- **What you are asked to do**
Since the pictures are not wanted, copy only the text of every record exactly.
Top of Extracted entries
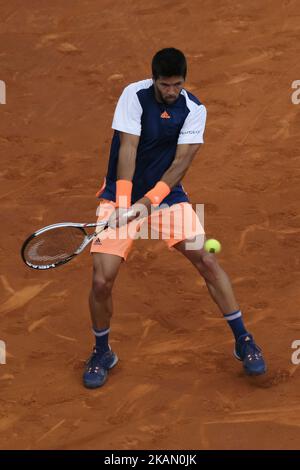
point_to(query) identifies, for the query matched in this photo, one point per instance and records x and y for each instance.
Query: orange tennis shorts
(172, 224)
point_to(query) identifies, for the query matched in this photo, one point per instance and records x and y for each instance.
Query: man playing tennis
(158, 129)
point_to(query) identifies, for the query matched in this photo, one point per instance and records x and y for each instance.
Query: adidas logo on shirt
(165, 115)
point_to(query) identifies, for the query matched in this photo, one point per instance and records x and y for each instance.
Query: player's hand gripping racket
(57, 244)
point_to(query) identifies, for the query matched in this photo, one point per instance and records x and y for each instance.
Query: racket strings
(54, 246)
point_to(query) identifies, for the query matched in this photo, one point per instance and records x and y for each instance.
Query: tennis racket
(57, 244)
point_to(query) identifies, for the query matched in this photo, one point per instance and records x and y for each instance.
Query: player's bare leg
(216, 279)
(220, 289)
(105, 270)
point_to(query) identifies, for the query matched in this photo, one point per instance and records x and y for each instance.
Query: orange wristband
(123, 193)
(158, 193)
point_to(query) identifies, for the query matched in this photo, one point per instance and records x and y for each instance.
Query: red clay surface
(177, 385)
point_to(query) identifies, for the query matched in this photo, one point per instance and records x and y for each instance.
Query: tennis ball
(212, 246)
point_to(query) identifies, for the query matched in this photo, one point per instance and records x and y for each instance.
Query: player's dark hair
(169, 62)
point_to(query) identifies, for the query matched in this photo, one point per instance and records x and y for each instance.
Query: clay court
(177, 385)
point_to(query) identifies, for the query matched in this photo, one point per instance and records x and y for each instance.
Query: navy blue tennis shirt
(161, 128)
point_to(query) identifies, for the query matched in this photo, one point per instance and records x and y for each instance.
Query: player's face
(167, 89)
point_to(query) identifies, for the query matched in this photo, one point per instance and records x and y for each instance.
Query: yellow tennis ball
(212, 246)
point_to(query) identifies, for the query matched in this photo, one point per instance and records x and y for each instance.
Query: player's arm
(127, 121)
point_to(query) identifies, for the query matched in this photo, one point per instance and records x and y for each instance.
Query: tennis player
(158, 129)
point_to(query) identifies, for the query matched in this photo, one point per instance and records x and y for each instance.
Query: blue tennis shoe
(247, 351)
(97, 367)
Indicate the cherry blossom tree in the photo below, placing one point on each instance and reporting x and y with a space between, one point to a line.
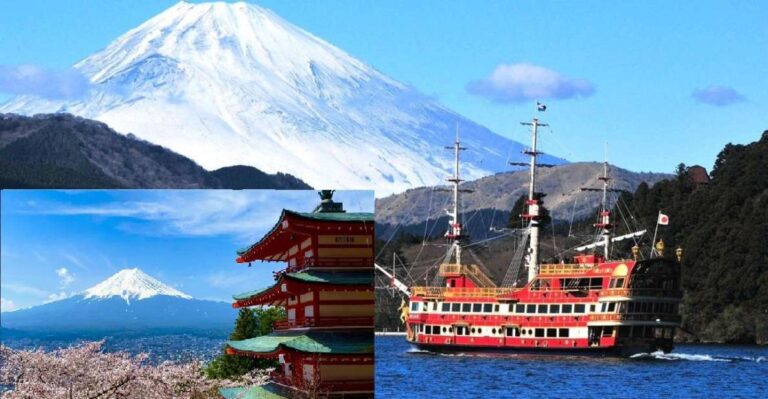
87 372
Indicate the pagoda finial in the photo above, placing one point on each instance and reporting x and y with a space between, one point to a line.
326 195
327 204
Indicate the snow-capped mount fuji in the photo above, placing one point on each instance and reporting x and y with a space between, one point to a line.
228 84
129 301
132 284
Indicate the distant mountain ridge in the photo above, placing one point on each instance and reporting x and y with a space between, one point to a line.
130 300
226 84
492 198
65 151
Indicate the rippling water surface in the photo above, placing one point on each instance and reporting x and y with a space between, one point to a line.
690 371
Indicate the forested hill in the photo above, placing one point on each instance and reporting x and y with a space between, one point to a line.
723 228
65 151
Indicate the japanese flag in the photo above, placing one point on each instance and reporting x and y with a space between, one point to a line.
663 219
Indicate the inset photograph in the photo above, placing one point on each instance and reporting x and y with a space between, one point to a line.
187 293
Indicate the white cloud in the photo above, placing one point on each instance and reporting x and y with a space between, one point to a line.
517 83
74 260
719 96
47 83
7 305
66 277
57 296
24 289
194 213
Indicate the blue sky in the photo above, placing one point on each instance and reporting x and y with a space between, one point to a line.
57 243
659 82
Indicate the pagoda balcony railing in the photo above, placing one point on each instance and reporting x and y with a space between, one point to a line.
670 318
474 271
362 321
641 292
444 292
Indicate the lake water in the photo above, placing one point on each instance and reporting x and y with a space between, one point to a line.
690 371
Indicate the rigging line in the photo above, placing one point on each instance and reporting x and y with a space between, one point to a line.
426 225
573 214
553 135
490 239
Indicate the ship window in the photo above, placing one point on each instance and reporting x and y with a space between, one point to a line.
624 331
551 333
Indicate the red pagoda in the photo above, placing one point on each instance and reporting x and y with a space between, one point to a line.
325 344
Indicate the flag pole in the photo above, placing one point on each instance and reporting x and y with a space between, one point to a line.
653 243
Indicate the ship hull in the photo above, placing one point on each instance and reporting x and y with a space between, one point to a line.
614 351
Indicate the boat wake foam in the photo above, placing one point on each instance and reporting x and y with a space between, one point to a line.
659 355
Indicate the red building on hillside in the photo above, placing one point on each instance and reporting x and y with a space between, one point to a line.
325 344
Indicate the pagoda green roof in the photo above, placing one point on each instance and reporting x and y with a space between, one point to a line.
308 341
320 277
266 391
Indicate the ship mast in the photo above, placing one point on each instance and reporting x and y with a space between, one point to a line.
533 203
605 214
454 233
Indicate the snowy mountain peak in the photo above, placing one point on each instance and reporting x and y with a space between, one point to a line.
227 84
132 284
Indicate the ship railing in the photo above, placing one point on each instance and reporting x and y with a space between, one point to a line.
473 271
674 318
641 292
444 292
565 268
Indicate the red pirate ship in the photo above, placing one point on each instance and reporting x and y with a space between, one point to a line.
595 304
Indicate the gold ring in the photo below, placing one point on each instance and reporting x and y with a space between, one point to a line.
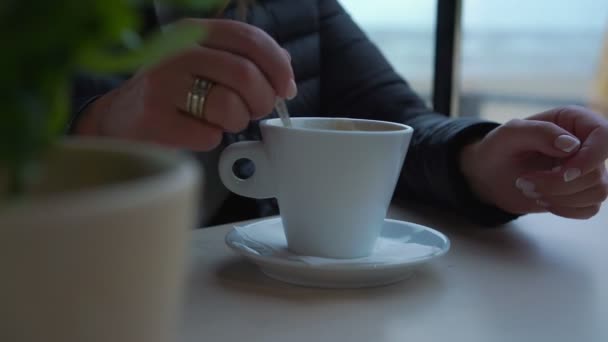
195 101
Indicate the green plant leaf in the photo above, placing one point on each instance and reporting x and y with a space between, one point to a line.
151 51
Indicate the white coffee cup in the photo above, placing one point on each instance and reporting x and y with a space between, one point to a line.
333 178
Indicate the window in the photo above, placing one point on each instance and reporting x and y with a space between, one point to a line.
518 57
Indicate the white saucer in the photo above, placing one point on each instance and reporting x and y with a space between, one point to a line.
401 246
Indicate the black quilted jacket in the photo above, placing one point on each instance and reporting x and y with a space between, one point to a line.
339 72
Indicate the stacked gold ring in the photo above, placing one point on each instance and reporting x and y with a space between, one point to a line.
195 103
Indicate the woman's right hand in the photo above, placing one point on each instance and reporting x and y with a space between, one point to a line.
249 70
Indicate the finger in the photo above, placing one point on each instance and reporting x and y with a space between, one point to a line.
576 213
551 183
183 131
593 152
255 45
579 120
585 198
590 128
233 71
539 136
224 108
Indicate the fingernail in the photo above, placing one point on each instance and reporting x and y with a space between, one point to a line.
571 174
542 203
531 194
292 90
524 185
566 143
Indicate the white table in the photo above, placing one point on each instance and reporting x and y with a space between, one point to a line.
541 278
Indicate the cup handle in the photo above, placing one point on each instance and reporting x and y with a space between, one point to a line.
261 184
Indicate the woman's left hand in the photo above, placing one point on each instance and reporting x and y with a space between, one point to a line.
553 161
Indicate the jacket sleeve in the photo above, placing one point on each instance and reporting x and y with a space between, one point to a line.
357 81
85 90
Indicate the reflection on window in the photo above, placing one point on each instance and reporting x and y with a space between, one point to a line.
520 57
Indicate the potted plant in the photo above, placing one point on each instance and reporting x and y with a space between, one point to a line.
Bottom of Extracted entries
- **Exercise output**
point_to(query) identifies, for the query matched in this photo, one point per instance and records x and y for each instance.
Query: orange tennis shorts
(172, 224)
point_to(query) identifies, for the query matched in this photo, one point per instance and records x and y for each instance.
Query: man playing tennis
(158, 129)
point_to(query) identifies, for the query matched in this photo, one point per instance and records x and y for each instance.
Query: adidas logo on shirt
(165, 115)
point_to(query) identifies, for the query matched in this photo, one point per instance and records x and y for each instance.
Query: player's hand gripping racket
(57, 244)
point_to(query) identifies, for the query matched in this photo, one point per instance and records x and y for each instance.
Query: racket strings
(54, 246)
point_to(query) identifies, for the query matched in this photo, one point per instance and records x and y for each instance.
Query: tennis racket
(57, 244)
point_to(query) identifies, for the query matched in this photo, one point per instance and records x and y for each instance.
Query: player's bare leg
(216, 279)
(220, 289)
(105, 270)
point_to(query) identifies, for the query matched in this photo, one point per instance and records x and y for each instance.
Query: orange wristband
(123, 193)
(158, 193)
point_to(query) identifies, for the query matched in this photo, one point per instance and records x and y for each instance.
Query: red clay surface
(177, 385)
point_to(query) identifies, for the query matched in this photo, one point per instance and records x and y for each instance.
Query: tennis ball
(212, 246)
point_to(query) identifies, for the query matched in this photo, one point per instance and records x and y for each instance.
Query: player's dark hair
(169, 62)
point_to(query) identifies, for the query matched in this photo, one point per instance and records x and y for each instance.
Query: clay court
(177, 385)
point_to(query) identifies, for the query matched in this photo, one point per instance and records x and y for each instance.
Query: navy blue tennis shirt
(161, 128)
point_to(query) identifies, for the query matched in this photo, one point per instance and records x and y for each instance.
Query: player's face
(167, 89)
point_to(query) identifies, for the query matched in this photo, one point per instance and records x and y for each instance.
Query: yellow tennis ball
(212, 246)
point_to(query) identifies, for the query matched in this photo, one point per instance and records x and y for each instance.
Query: player's arm
(127, 121)
point_to(query) identifies, for the query matched in this photo, one point per instance and records x and y for each instance.
Query: tennis player
(158, 129)
point_to(query) identifies, for the query matched in this photo, one point per instance and records x and y for each instance.
Query: blue tennis shoe
(247, 351)
(97, 367)
Indicate the cherry blossom tree in the photo below, placing one point on each instance and reporting x and y with a space between, one point to a line.
87 372
Indicate the pagoda finial in the photo above, placing one point on each instance and reporting x and y with a space between, one point to a line.
326 195
327 204
Indicate the snow-capped mount fuji in the photo above, placing one point on each instance and reporting x and y with a space between, one point to a line.
228 84
129 301
132 284
Indicate the distant mountain ridge in the photo above, placing one point on each instance and reporting x and y with a space between, one point to a line.
130 300
226 84
492 198
65 151
Indicate the rippling water surface in the photo above, placing one point on each instance and reporting x and y with a space between, one point to a line.
690 371
Indicate the forested hill in the photo above, placing one point on each instance and reporting x and y with a space between, one point to a line.
723 228
65 151
Indicate the japanese flag in the photo above, placing one point on each instance and reporting x and y with a space between, one point to a line.
663 219
Indicate the inset photograph in the photo above, placing one point on each instance and reporting x and y with a space between, one point to a line.
187 293
Indicate the white cloud in the photo above, placing one point on each instance and reporting x and y with a space between, one point to a line.
517 83
74 260
719 96
47 83
7 305
66 277
57 296
24 289
194 213
Indicate the blue sky in the photo above, placing one point on each instance and reporting x and y with a space between, one point to a line.
57 243
659 82
Indicate the pagoda balcony railing in the photo above, placing one point on each instance and reporting x and y with a space between, one point to a line.
670 318
474 271
362 321
641 292
444 292
Indicate the lake water in the photo above, placing one point on each instance and reporting x and y with a space between, one point to a line.
690 371
Indicate the rigging line in the photo above, placing one point on each instance and reporting x and y with a space between, one point to a line.
426 225
573 214
553 135
490 239
Indicate the ship window in the photo above, placing one point on each instance and reporting x and y with a space between, one point to a line.
624 331
551 333
Indicate the red pagoda in the photo above, placing one point on each instance and reporting x and y with a space between, one point to a line.
325 344
Indicate the flag pole in the photo above, placing one point on each instance and reporting x and y with a space between, one point to a line.
653 243
Indicate the ship hull in the photo above, placing one point on each instance and reporting x and y with a space between, one point to a line.
614 351
Indicate the boat wake foam in the photo above, placing one point on each instance and reporting x and y with a space between, one point to a line.
659 355
Indicate the red building on hillside in the photo above, placing one point on each instance and reporting x and y with a space between, one point to a line.
325 344
Indicate the pagoda green roof in the photo above, placing one point on each instance and reporting x and y with a space between, one point to a line.
308 341
320 277
266 391
Indicate the ship mast in the photo above, placing one point on each instance and reporting x and y with a space between, one point to a line.
533 203
605 214
454 233
Indicate the snowy mountain peak in the photo above, placing one point on each instance and reporting x and y with a space between, one point to a line.
227 84
132 284
Indicate the ship railing in the photo above, placing one point on each instance and reporting x and y with a space between, one point to a line.
473 271
674 318
641 292
444 292
565 268
Indicate the red pirate ship in the photo above, placing one point on each instance and reporting x and y with a space between, one point to a line.
595 304
Indicate the gold ring in the photo below, placing one point on each instance and reporting x and y with a space between, one point to a line.
195 101
Indicate the green plant leaf in the photo above, placing one point on each instance and reporting x and y with a space between, one point to a line.
151 51
Indicate the white coffee cup in the photo above, placing one point on each instance and reporting x and y with a space between, one point to a line.
333 178
Indicate the window in the photo above, placing one point on each instance and reporting x and y with a space between, one point to a line.
518 57
Indicate the white saucer in the photo above, placing one point on each instance and reporting x and y with a space between, one point to a line.
401 246
Indicate the black quilted jacket in the photo above, placing one point on each instance and reporting x and y with a space between, one point to a line.
339 72
Indicate the stacked gold ring in the photo above, placing one point on each instance and reporting x and y with a space between, one point to a line.
195 103
Indicate the woman's right hand in the photo above, placing one point on each instance and reporting x and y with a space between, one point to a line.
249 70
Indicate the finger in the photo above, placing one point on each instance and reporting x and y with a space between, one point to a line.
576 213
551 183
183 131
593 152
255 45
579 120
585 198
590 128
233 71
539 136
224 108
Indicate the fingernail in the photo above, placing one point on each instance and reporting x and y with a space between, one point to a line.
571 174
542 203
531 194
292 90
524 185
566 143
Indicate the white table in the photo above, placing one point on each instance and reporting x and y with a space between, one point to a line.
541 278
Indicate the cup handle in the photo above, placing one point on each instance and reporting x and y with a space between, one point to a line.
261 184
Indicate the woman's left hand in the photo above, placing one point on each instance and reporting x and y with a space between, one point to a line.
553 161
Indicate the jacket sleeve in the photo above, placing one point on each instance and reporting x and y with a space between, one point to a line.
357 81
85 90
Indicate the reflection on window in the photo above, placing one point on each instance and reporting x and y with a space between, one point to a line.
520 57
Indicate the potted plant in the photo above, placing one point on each instance and reporting x and y with a space between, one point to a line.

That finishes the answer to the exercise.